Collected data:
— begin —

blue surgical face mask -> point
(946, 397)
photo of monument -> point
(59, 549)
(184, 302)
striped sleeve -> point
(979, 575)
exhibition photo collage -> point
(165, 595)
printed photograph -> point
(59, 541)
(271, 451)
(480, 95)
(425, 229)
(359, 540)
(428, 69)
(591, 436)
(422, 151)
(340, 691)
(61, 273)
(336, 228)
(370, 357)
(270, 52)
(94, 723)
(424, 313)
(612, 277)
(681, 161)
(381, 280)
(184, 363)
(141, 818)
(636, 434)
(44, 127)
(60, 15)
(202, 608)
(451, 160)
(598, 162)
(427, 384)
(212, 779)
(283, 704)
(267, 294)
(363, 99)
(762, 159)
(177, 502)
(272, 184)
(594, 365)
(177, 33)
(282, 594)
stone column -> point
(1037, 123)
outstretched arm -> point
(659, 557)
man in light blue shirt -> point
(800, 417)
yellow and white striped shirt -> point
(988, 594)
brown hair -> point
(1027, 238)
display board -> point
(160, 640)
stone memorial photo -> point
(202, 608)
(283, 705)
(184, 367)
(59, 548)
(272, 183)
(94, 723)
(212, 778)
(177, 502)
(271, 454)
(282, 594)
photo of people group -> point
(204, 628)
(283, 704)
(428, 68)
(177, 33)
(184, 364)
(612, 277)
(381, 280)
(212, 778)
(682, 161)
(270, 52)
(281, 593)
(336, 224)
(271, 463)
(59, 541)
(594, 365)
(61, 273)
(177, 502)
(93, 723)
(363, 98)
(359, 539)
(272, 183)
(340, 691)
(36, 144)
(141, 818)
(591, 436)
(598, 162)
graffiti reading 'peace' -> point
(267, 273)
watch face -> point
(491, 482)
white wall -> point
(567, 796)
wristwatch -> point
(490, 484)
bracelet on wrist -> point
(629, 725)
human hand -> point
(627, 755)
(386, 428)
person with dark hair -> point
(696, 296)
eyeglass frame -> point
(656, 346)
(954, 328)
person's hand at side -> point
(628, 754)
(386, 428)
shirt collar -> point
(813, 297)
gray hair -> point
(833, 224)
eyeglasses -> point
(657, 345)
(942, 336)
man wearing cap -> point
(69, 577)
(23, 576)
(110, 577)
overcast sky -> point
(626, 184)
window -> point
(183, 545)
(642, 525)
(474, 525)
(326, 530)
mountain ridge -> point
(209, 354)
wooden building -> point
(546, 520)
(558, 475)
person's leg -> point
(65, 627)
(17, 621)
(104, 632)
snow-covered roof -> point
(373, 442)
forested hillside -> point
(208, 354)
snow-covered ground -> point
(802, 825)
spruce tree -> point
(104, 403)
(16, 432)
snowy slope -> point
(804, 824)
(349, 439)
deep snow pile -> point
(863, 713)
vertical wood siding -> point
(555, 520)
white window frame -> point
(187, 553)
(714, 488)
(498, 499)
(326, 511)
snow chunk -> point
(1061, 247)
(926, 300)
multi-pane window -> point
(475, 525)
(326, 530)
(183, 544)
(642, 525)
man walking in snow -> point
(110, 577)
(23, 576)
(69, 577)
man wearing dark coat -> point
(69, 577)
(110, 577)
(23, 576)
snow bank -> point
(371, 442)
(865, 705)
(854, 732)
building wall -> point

— end —

**Description of the task**
Update the entries above by changing every "snow-covered" to "snowy" and rewrite them with nothing else altered.

**Result**
blue surgical face mask -> point
(946, 397)
photo of monument -> point
(59, 549)
(184, 302)
striped sleeve -> point
(979, 575)
exhibition photo collage -> point
(165, 595)
printed photograph -> point
(59, 541)
(271, 451)
(480, 95)
(425, 229)
(359, 540)
(428, 69)
(591, 436)
(422, 151)
(340, 691)
(61, 273)
(336, 228)
(370, 357)
(270, 52)
(94, 723)
(424, 313)
(612, 277)
(681, 161)
(381, 280)
(184, 363)
(141, 818)
(636, 434)
(44, 127)
(60, 15)
(202, 608)
(451, 160)
(598, 162)
(427, 384)
(212, 779)
(283, 704)
(267, 294)
(363, 99)
(762, 159)
(177, 502)
(272, 184)
(594, 365)
(177, 33)
(282, 594)
stone column -> point
(1037, 123)
outstretched arm -> point
(659, 557)
man in light blue shirt -> point
(800, 417)
yellow and white striped shirt -> point
(988, 594)
brown hair -> point
(1027, 238)
display board -> point
(160, 640)
stone memorial photo -> point
(202, 608)
(283, 705)
(184, 367)
(59, 548)
(272, 183)
(94, 723)
(212, 778)
(177, 502)
(271, 454)
(282, 594)
photo of people group -> point
(204, 628)
(283, 704)
(428, 68)
(177, 33)
(184, 364)
(612, 277)
(381, 280)
(212, 778)
(682, 161)
(270, 52)
(281, 593)
(336, 224)
(271, 463)
(59, 541)
(594, 365)
(61, 273)
(177, 502)
(93, 723)
(363, 98)
(359, 539)
(272, 183)
(340, 691)
(36, 144)
(141, 818)
(591, 436)
(598, 162)
graffiti reading 'peace' -> point
(267, 273)
watch face -> point
(491, 482)
white wall -> point
(567, 796)
wristwatch -> point
(490, 484)
bracelet on wrist -> point
(629, 725)
human hand -> point
(627, 755)
(386, 428)
person with dark hair -> point
(696, 296)
eyeglass frame -> point
(656, 346)
(954, 328)
person's hand at side -> point
(628, 754)
(386, 428)
shirt collar -> point
(813, 297)
gray hair -> point
(833, 224)
eyeglasses -> point
(657, 345)
(942, 336)
man wearing cap -> point
(69, 577)
(23, 576)
(110, 577)
overcast sky -> point
(626, 184)
window -> point
(183, 545)
(642, 525)
(474, 525)
(326, 530)
mountain ridge -> point
(209, 354)
wooden building -> point
(546, 520)
(558, 475)
person's leg -> point
(65, 627)
(17, 621)
(104, 632)
snowy roof -> point
(373, 442)
forested hillside -> point
(208, 354)
snowy ground -> point
(802, 825)
spruce tree -> point
(104, 403)
(16, 432)
snowy slope -> point
(804, 824)
(349, 439)
deep snow pile -> point
(863, 713)
vertical wood siding -> point
(555, 520)
white window frame -> point
(187, 553)
(714, 488)
(498, 499)
(326, 511)
snow chunk -> point
(1061, 247)
(926, 300)
multi-pane window -> point
(475, 525)
(326, 530)
(183, 544)
(642, 525)
man walking in snow -> point
(110, 577)
(23, 576)
(69, 577)
man wearing dark coat -> point
(69, 577)
(110, 577)
(23, 576)
snow bank -> point
(371, 442)
(865, 705)
(854, 732)
building wall -> point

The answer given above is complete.